**Exercise A:** Can you summarize the random walk documentation in two sentences?
**Exercise B:** Could you carry the random walk documentation on past its last line?

**Excerpted passage:**
Random walk process.

Parameters:

origin : NumericalPoint

Origin of the random walk.

distribution : Distribution

Distribution of dimension equal to the dimension of origin.

timeGrid : TimeGrid, optional

The time grid of the process. By default, the time grid is reduced to one time stamp equal to 0.

Notes

A random walk is a process X: \Omega \times \cD \rightarrow \Rset^d where \cD=\Rset discretized on the time grid (t_i)_{i \geq 0} such that:

\forall n>0,\: X_{t_n}  =  X_{t_{n-1}} + \varepsilon_{t_n}

where \vect{x}_0 \in \Rset^d and \varepsilon is a white noise of dimension d.

Examples

Create a random walk:

>>> import openturns as ot
>>> myTimeGrid = ot.RegularGrid(0, 0.1, 10)
>>> myDist = ot.ComposedDistribution([ot.Normal(), ot.Exponential(0.2)], ot.ClaytonCopula(0.5))
>>> myOrigin = ot.NumericalPoint(myDist.getMean())
>>> myRandomWalk = ot.RandomWalk(myOrigin, myDist, myTimeGrid)

Get a realization:

>>> myReal = myRandomWalk.getRealization()

Methods

getClassName() Accessor to the object’s name.
getContinuousRealization() Get a continuous realization.
getCovarianceModel()
getDescription() Get the description of the process.
getDimension() Get the dimension of the domain \cD.
getDistribution() Accessor to the distribution.
getFuture(*args) Prediction of the N future iterations of the process.
getId() Accessor to the object’s id.
getMarginal(*args) Get the k^{th} marginal of the random process.
getMesh() Get the mesh.
getName() Accessor to the object’s name.
getOrigin() Accessor to the origin.
getRealization() Get a realization of the process.
getSample(size) Get n realizations of the process.
getShadowedId() Accessor to the object’s shadowed id.
getSpatialDimension() Get the dimension of the domain \cD.
getTimeGrid() Get the time grid of observation of the process.
getTrend()
getVisibility() Accessor to the object’s visibility state.
hasName() Test if the object is named.
hasVisibleName() Test if the object has a distinguishable name.
isComposite() Test whether the process is composite or not.
isNormal() Test whether the process is normal or not.
isStationary() Test whether the process is stationary or not.
setDescription(description) Set the description of the process.
setDistribution(distribution) Accessor to the distribution.
setMesh(mesh) Set the mesh.
setName(name) Accessor to the object’s name.
setOrigin(origin) Accessor to the origin.
setShadowedId(id) Accessor to the object’s shadowed id.
setTimeGrid(timeGrid) Set the time grid of observation of the process.
setVisibility(visible) Accessor to the object’s visibility state.

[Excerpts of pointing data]
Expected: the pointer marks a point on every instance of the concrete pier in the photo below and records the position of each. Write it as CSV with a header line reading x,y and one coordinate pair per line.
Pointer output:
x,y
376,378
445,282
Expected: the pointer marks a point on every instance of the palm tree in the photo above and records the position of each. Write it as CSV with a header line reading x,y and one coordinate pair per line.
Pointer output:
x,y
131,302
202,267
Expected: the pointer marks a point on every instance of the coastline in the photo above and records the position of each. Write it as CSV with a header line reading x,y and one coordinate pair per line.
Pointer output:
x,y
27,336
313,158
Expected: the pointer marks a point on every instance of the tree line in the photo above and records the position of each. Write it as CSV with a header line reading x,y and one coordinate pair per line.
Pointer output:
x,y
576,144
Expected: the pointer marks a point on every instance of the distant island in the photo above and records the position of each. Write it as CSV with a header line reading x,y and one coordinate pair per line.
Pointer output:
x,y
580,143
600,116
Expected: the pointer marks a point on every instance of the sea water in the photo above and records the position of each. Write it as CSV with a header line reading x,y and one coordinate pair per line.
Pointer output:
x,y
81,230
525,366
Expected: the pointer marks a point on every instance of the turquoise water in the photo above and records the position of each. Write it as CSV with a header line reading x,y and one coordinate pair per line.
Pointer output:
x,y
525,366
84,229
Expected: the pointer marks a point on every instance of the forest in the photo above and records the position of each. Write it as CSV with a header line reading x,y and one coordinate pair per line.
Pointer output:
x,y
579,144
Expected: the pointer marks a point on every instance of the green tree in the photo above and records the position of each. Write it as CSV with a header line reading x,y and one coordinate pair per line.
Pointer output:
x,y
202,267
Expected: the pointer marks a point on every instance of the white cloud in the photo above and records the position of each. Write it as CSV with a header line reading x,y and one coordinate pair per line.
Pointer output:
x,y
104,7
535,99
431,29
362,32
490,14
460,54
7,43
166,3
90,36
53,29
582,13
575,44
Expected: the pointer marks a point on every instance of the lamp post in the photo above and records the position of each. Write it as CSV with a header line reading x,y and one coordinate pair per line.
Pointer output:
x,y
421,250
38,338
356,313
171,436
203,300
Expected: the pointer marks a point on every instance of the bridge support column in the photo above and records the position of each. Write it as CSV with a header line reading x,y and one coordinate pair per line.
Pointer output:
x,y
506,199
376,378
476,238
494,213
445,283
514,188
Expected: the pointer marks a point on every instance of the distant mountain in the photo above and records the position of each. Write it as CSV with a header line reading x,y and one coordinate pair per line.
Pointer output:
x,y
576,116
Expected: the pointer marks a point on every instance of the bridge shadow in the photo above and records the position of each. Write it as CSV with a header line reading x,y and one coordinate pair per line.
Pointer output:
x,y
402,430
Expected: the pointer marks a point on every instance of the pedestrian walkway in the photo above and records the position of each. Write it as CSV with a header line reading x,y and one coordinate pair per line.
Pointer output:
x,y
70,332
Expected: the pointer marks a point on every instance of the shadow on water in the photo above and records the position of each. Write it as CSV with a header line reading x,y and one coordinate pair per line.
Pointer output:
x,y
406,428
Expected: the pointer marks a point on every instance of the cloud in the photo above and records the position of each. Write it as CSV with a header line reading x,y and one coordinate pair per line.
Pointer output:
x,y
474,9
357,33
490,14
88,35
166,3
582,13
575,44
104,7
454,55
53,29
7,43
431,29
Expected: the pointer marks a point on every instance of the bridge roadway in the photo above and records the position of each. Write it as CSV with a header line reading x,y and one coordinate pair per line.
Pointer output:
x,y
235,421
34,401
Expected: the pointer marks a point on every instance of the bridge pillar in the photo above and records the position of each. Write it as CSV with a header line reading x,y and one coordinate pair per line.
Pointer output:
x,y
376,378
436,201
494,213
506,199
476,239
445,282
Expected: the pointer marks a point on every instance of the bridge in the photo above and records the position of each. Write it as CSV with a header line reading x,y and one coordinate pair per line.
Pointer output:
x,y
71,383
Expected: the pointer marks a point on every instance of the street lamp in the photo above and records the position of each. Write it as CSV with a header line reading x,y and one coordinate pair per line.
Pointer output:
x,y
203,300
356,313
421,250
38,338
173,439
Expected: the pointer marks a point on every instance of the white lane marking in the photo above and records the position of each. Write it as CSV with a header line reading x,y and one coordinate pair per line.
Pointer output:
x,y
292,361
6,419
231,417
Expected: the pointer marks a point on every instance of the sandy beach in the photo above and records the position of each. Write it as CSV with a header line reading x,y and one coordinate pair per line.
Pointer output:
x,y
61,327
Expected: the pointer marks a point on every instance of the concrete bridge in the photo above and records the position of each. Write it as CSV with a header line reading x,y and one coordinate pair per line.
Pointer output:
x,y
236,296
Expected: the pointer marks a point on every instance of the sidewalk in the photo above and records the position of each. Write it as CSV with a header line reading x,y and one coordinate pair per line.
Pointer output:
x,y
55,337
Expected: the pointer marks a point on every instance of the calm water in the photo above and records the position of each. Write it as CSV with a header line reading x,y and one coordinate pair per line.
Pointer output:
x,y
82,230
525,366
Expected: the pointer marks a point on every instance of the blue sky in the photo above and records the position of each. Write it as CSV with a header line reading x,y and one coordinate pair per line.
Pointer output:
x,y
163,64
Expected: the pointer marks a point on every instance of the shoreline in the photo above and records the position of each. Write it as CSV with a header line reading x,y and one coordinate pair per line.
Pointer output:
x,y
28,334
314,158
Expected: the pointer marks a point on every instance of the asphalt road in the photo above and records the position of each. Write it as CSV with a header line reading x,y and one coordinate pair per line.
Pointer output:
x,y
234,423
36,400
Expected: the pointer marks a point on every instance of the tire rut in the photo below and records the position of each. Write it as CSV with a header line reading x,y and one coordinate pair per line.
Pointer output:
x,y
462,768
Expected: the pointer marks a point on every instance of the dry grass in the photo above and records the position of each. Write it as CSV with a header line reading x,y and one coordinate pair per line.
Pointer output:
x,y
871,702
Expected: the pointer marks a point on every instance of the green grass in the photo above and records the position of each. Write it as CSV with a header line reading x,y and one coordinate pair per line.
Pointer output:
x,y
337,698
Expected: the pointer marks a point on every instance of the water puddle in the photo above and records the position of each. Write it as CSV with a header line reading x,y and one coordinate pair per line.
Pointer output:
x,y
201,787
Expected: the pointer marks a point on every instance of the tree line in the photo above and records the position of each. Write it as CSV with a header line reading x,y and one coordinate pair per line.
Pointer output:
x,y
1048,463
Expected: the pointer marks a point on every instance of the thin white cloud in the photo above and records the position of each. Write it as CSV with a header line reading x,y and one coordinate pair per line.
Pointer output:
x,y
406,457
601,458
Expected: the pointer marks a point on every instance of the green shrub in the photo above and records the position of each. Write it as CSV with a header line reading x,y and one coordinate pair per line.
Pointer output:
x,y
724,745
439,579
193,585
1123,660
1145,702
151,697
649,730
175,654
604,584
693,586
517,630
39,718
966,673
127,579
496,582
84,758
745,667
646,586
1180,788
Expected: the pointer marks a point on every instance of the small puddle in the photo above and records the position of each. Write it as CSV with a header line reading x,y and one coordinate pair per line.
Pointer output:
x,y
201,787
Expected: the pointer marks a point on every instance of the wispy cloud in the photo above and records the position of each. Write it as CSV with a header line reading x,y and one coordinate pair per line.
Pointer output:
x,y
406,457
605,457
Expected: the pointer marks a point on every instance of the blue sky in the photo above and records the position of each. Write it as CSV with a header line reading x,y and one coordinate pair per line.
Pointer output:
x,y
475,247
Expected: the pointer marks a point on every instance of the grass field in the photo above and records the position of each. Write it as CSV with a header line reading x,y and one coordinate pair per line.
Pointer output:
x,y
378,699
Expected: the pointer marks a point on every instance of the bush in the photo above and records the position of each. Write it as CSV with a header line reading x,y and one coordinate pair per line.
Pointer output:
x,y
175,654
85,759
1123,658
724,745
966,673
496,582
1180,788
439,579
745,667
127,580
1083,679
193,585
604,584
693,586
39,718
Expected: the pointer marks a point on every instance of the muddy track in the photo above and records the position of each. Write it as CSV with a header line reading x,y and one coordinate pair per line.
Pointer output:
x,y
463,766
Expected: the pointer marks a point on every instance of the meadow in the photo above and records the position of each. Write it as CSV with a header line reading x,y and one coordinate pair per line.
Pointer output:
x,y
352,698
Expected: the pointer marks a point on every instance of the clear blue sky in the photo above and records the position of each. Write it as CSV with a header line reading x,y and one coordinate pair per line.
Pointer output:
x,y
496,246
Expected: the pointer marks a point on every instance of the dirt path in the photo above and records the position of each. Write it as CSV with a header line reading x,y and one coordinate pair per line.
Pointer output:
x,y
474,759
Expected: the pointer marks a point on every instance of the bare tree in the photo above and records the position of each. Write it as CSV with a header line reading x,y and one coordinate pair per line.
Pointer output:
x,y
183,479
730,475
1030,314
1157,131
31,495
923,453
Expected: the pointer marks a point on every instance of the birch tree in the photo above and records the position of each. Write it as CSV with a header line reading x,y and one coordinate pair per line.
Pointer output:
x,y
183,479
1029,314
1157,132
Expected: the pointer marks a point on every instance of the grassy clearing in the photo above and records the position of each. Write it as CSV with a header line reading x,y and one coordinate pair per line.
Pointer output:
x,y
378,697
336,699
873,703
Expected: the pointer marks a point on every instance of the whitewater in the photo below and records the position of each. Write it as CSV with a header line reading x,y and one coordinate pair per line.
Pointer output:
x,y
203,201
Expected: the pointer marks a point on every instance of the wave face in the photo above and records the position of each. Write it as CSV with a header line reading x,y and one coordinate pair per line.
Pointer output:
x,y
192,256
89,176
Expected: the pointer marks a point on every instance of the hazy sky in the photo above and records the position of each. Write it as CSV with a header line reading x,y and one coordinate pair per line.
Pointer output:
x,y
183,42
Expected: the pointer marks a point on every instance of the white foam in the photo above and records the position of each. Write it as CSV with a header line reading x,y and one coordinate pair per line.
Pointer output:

**Right answer A:** A random walk process is built from an origin point, a distribution with the same dimension as that origin, and an optional time grid that defaults to a single time stamp equal to 0. Each value of the walk equals the previous value plus a white noise term, and the process offers methods such as getRealization() to produce a realization and getTimeGrid() to return the time grid of observation.

**Right answer B:**
__init__(*args)
getClassName()

Accessor to the object’s name.

Returns:

class_name : str

The object class name (object.__class__.__name__).

getContinuousRealization()

Get a continuous realization.

Returns:

realization : NumericalMathFunction

According to the process, the continuous realizations are built:

  • either using a dedicated functional model if it exists: e.g. a functional basis process.
  • or using an interpolation from a discrete realization of the process on \cM: in dimension d=1, a linear interpolation and in dimension d \geq 2, a piecewise constant function (the value at a given position is equal to the value at the nearest vertex of the mesh of the process).
getDescription()

Get the description of the process.

Returns:

description : Description

Description of the process.

getDimension()

Get the dimension of the domain \cD.

Returns:

d : int

Dimension of the domain \cD.

getDistribution()

Accessor to the distribution.

Returns:

distribution : Distribution

The distribution of dimension d of the white noise.

getFuture(*args)

Prediction of the N future iterations of the process.

Parameters:

stepNumber : int, N \geq 0

Number of future steps.

size : int, size \geq 0, optional

Number of futures needed. Default is 1.

Returns:

prediction : ProcessSample or TimeSeries

N future iterations of the process. If size = 1, prediction is a TimeSeries. Otherwise, it is a ProcessSample.

getId()

Accessor to the object’s id.

Returns:

id : int

Internal unique identifier.

getMarginal(*args)

Get the k^{th} marginal of the random process.

Parameters:

k : int or list of ints 0 \leq k < d

Index of the marginal(s) needed.

Returns:

marginals : Process

Process defined with marginal(s) of the random process.

getMesh()

Get the mesh.

Returns:

mesh : Mesh

Mesh over which the domain \cD is discretized.

getName()

Accessor to the object’s name.

Returns:

name : str

The name of the object.

getOrigin()

Accessor to the origin.

Returns:

origin : NumericalPoint

The origin of the random walk.

getRealization()

Get a realization of the process.

Returns:

realization : Field

Contains a mesh over which the process is discretized and the values of the process at the vertices of the mesh.

getSample(size)

Get n realizations of the process.

Parameters:

n : int, n \geq 0

Number of realizations of the process needed.

Returns:

processSample : ProcessSample

n realizations of the random process. A process sample is a collection of fields which share the same mesh \cM \in \Rset^n.

getShadowedId()

Accessor to the object’s shadowed id.

Returns:

id : int

Internal unique identifier.

getSpatialDimension()

Get the dimension of the domain \cD.

Returns:

n : int

Dimension of the domain \cD: n.

getTimeGrid()

Get the time grid of observation of the process.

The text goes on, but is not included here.